EXCERPT:
________________________________________
But wait! There’s more! Are you sitting down? Whitehouse belongs to a club there that has very few blacks! This column covered that scandal here.
Ah ha! We have a beginning. We have a menace: (1) a rich, (2) white guy (3) beating up on a black man—who just happens to be a Supreme Court Justice. And not just any white man beating up on a black man, but (4) a rich perpetrator who belongs to a club that excludes blacks. If that isn’t a scandal, what is?
Somewhere, there’s bound to be a study indicating that people who belong to segregated clubs don’t like blacks. We need to find it.
This is beginning to look like curtains for Sen. Whitehouse.
But it’s only a beginning. It must be hammered monthly into shape.
In 2018, the website Energy Depth reported that “in 1999, when he was the state’s attorney general, Whitehouse pursued a public nuisance claim against paint companies in the Ocean State. The case bounced around multiple courtrooms, but on July 1, 2008—almost ten years ago exactly—the Rhode Island Supreme Court overturned a lower court’s ruling and dismissed the case, asserting the state [i.e., Whitehouse] had stretched “the law of public nuisance beyond reasonable bounds.”
That’s it! We need to know what investments Whitehouse made in the paint companies. Was he buying? Selling? Shorting? Can we possibly know without an investigation? A public hearing? What did Whitehouse know about paint, and when did he know it?
Where did his children go to college? One went to Brown—BROWN!—wow! And one went to Yale—YALE!! Double wow! How did they get in? Two children in Ivy League colleges. C’mon. What are the odds? People have gone to jail for engaging in what is essentially bribery in order to get their children into good colleges.
What did Whitehouse do to get them in? What strings did he pull? Demand to see their transcripts. (That, of course, is an outrageous request—which is just the point.)
As can plainly be seen, there’s enough material here for a few senators to get up monthly and rail against Whitehouse’s behavior. Rail against a different “outrageous action” each time.
Monthly. That means every month explaining what happened and asking how it could possibly have happened without some high-level skullduggery.
Then come the calls for an investigation. And then for Whitehouse’s resignation.
That’s the way the Democrats do it. Republicans have to be even more effective. And if they are, maybe, just maybe, the Democrats will stop playing that game. But they need to lose a few rounds first.
As Whitehouse’s public career now starts to draw to a close, we can feel a bit sorry for this fallen man, remembering that none of us is perfect. We are all human.
Soon it will be: exit Whitehouse, a sadder but wiser man. Maybe he can get a job teaching con law in a community college in Appalachia, where news of his scandalous behavior may be slow to arrive. Sad when you think of it. He had such promise, even though he also went to Yale . . .
The Supreme Court will be saved. And Justice Thomas can relax.
________________________________________
[Records for position annotation]
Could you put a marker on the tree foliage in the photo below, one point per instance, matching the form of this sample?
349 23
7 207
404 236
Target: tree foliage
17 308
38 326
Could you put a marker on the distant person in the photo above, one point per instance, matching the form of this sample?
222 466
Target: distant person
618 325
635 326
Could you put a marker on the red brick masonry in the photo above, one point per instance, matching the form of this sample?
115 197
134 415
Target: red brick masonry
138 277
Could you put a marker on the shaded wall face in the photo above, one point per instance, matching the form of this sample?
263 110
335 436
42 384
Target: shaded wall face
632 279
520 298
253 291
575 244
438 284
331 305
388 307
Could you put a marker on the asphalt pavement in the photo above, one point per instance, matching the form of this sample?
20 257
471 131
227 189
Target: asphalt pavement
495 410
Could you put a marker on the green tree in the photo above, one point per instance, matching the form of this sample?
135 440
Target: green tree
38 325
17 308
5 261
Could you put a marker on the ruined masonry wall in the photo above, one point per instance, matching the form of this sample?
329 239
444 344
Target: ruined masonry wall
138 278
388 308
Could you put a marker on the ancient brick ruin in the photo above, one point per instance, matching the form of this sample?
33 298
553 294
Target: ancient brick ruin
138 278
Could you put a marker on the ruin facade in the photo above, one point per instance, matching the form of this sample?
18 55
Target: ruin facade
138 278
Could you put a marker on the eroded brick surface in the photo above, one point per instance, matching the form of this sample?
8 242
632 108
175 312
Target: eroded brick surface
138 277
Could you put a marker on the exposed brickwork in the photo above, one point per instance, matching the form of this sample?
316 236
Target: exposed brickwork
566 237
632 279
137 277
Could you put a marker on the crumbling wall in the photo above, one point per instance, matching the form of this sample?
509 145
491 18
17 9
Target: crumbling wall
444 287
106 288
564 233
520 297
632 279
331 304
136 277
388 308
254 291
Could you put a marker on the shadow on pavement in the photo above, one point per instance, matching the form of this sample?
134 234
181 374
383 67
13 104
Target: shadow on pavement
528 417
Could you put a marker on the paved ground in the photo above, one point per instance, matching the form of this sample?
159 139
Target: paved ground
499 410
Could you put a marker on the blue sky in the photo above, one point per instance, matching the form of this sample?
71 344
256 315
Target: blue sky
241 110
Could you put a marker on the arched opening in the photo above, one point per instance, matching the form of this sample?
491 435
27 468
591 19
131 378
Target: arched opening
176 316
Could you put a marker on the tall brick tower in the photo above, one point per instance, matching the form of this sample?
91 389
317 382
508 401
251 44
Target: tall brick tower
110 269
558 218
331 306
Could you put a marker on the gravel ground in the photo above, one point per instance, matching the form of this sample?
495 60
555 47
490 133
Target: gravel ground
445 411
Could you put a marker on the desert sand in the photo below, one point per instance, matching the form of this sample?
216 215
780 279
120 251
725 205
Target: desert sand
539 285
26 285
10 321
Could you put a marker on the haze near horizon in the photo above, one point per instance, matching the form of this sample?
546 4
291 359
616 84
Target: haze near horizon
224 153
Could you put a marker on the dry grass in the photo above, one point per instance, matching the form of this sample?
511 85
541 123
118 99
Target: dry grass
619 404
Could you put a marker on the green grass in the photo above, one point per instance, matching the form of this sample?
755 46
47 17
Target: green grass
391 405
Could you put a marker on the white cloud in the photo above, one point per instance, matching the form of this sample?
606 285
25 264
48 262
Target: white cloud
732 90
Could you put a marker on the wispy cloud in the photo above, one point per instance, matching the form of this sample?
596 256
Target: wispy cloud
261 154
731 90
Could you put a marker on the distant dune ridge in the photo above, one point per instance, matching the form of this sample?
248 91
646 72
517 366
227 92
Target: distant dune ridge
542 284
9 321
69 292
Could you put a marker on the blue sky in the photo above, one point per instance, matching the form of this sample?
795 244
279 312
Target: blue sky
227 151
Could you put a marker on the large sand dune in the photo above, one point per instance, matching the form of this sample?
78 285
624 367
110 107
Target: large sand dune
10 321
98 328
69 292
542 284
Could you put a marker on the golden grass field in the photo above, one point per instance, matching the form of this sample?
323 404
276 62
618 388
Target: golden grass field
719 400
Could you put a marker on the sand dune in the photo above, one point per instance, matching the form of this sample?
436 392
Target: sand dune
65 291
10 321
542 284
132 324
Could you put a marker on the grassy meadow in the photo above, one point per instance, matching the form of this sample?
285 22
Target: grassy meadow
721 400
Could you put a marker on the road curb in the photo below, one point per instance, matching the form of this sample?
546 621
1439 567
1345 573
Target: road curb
________________________________________
OBJECTIVE: Reproduce the stretch of the column about Sen. Whitehouse from "Monthly. That means" through "few rounds first.". The records have no role in this exercise.

RESULT OF THIS EXERCISE:
Monthly. That means every month explaining what happened and asking how it could possibly have happened without some high-level skullduggery.
Then come the calls for an investigation. And then for Whitehouse’s resignation.
That’s the way the Democrats do it. Republicans have to be even more effective. And if they are, maybe, just maybe, the Democrats will stop playing that game. But they need to lose a few rounds first.